#### What the task asks
Rewrite the material below with "green foliage" renamed to "leafy vegetation" and everything else unchanged. Leave the pictures out of your answer.

#### Dataset entries
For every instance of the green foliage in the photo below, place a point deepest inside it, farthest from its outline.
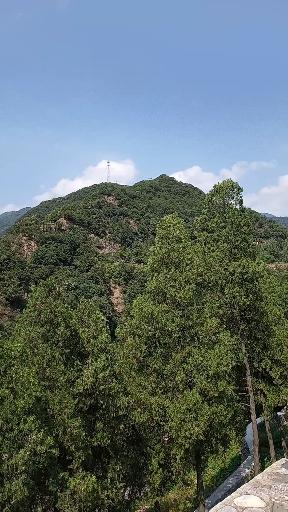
(175, 364)
(66, 439)
(7, 219)
(98, 401)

#### Task output
For every instance of the leafy vegetation in the photo below, place a point deepest inside it, farthest from its outline.
(175, 364)
(66, 439)
(7, 219)
(98, 401)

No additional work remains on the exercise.